GIVEN PASSAGE —
It Ain’t Over, Obergefell

Thanks to OverpassesForAmerica for this photo.

Davis Loses Appeal, But Others Also Run the Race

On 17 September 2015, Kim Davis lost her appeal to receive accommodations that would allow her to execute the duties of her office while maintaining her Christian faith. As reported in the following CBN video released on 18 September, Mrs. Davis is not the only official caught in the dilemma.

Recent Past in the Fight for Religious Freedom

According to a 9 July article by Jay Michaelson of the Daily Beast, seven states hosted officials who refuse to issue gay marriage licenses.  Among these seven states listed by Mr. Michaelson (Texas, Kansas, Alabama, Tennessee, North Carolina, Kentucky, and Ohio), Texas Attorney General Ken Paxton and U.S. Senator Ted Cruz have presented their case that county officials are protected by the state’s religious freedom law, which mandates government accommodation of deeply held spiritual beliefs.  Additionally, as reported on 28 June by the New York Post:

“Louisiana’s attorney general said it would wait for a final Supreme Court ‘order,’ while Mississippi, which had its gay-marriage ban overturned last year, said it awaits a decision on its appeal in that case.”

Legislators and County Clerks Push Back Against Gay Marriage

In a 22 September 2015 article, World News Daily chronicles the fight against gay marriage as it occurs on several fronts:

  • County clerks in Alabama have used existing law to stand for their religious rights
  • Tennessee legislators consider a push back that references other instances where states resisted Supreme Court rulings
  • Arkansas, Florida, Kentucky, Michigan, Ohio, Utah and Wisconsin legislatures have also started to consider legislation

Alabama County Clerks Push Back

In Alabama, where the law governing county clerks’ actions concerning marriage licenses allows some latitude to the clerks:

There also are nearly a dozen counties in Alabama where officials have refused to issue any marriage licenses. The state law says officials ‘may’ issue licenses, not ‘shall’ or ‘will,’ leaving the outcome of any legal challenge uncertain.”

RAW DATA —

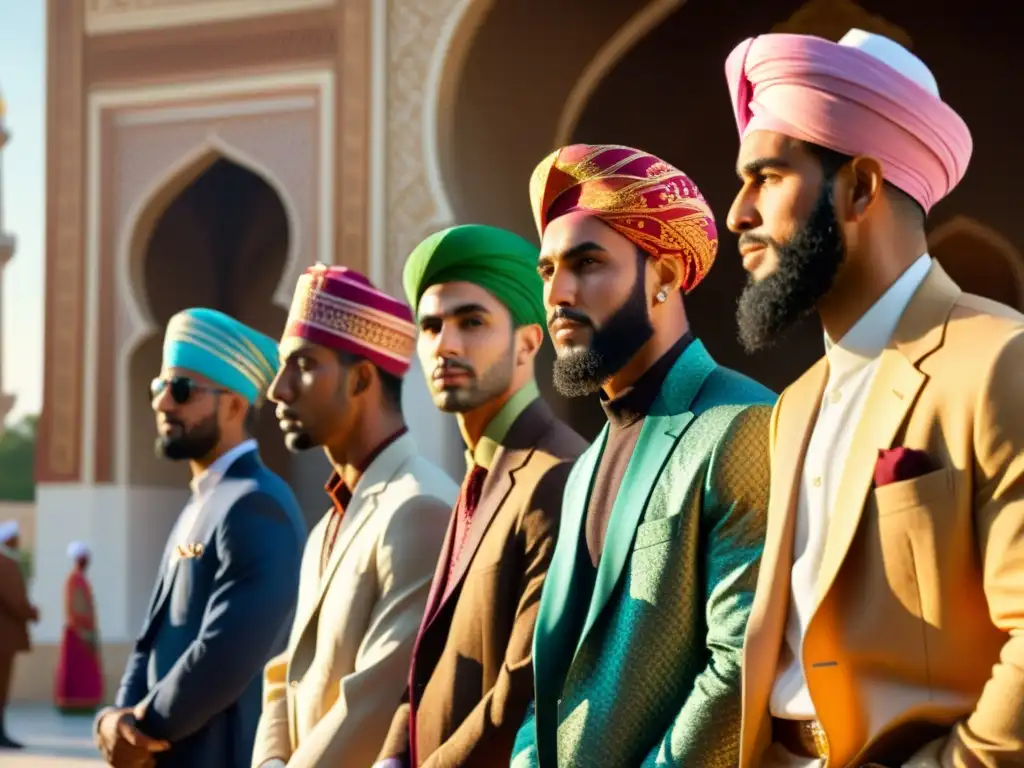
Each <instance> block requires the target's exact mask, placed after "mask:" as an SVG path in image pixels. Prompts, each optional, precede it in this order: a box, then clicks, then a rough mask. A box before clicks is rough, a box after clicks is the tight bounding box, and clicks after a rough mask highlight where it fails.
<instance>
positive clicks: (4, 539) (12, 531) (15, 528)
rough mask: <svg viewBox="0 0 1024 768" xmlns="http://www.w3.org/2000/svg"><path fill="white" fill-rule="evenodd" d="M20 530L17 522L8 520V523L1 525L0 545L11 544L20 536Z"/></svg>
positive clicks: (7, 520)
mask: <svg viewBox="0 0 1024 768" xmlns="http://www.w3.org/2000/svg"><path fill="white" fill-rule="evenodd" d="M19 530H20V527H19V526H18V524H17V520H7V522H5V523H2V524H0V544H6V543H7V542H9V541H10V540H11V539H13V538H14V537H15V536H17V535H18V531H19Z"/></svg>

PROBLEM SET —
a: Sum up the article on officials refusing gay marriage licenses in three sentences.
b: Please carry the article on officials refusing gay marriage licenses forward from its final sentence.
The lines play no part in this work.

EXERCISE ANSWERS —
a: On 17 September 2015, Kim Davis lost her appeal for accommodations that would let her carry out her office's duties while keeping her Christian faith, and she is not the only official caught in that dilemma. A Daily Beast article named seven states with officials who refuse to issue gay marriage licenses, and in Texas, Attorney General Ken Paxton and Senator Ted Cruz argued that the state's religious freedom law protects county officials. World News Daily described resistance on several fronts: Alabama county clerks are using a law that says officials "may" issue licenses, Tennessee legislators are weighing a push back, and legislatures in seven other states have begun considering legislation.

b:
Tennessee Crafts a Bill

As detailed by World News Daily, a Tennessee bill considers the conduct of two Justices, reviews the history of states’ reactions to bad Supreme Court decisions, and sets forward a path for following what is right:

“Tennessee’s House Bill 1412 is described as “an Act to amend Tennessee Code Annotated, Title 36, relative to the ‘Tennessee Natural Marriage Defense Act.’

It states: ‘Five justices of the United States Supreme Court issued a lawless opinion with no basis in American law or history, purporting to overturn natural marriage and find a ‘right’ to same-sex ‘marriage’ in the United States Constitution.’

The bill cites Chief Justice John Roberts, who said in his minority dissent that the decision had ‘no basis in the Constitution.’

The Tennessee bill notes that just two years ago, the Supreme Court itself ruled that ‘states, at the time of the adoption of the Constitution, possessed full power over the subject of marriage and divorce.’

‘Whereas, Elena Kagan and Ruth Bader Ginsburg, two justices essential to the bare five justice majority in Obergefell, failed to recuse themselves from considering of the case, after demonstrating personal bias in its outcome, by officiating at and advocating for same-sex ‘marriage’ ceremonies, during the pendency of proceedings on the issue, in violation of 28 U.S.C 455 (‘Any justice, judge or magistrate judge of the United States shall disqualify himself in any proceeding in which his impartiality might reasonably be questioned.’)

‘Our rights come from the Creator, not the state, and our ‘Constitution – like the Declaration of Independence before it – was predicated on a simple truth: One’s liberty, not to mention one’s dignity, was something to be shielded from – not provided by – the state.’ ‘

The bottom line for the state?

‘Natural marriage between one (1) man and one (1) woman as recognized by the people of Tennessee remains the law in Tennessee, regardless of any court decision to the contrary. Any court decision purporting to strike down natural marriage, including Obergefell v. Hodges … is unauthoritative, void, and of no effect.’

The bill argues there is precedent for refusing to obey the Supreme Court, when the Wisconsin Legislature refused to file a Supreme Court mandate regarding the fugitive slave law nearly 160 years ago.

‘In addition to Wisconsin, the legislatures of Maine, Massachusetts, Connecticut, Rhode Island and Michigan actively nullified the Fugitive Slave Act and repugnant decisions of the United States Supreme Court by passing ‘personal liberty’ laws, making it nearly impossible to enforce the Fugitive Slave Act in those states,” the lawmakers wrote.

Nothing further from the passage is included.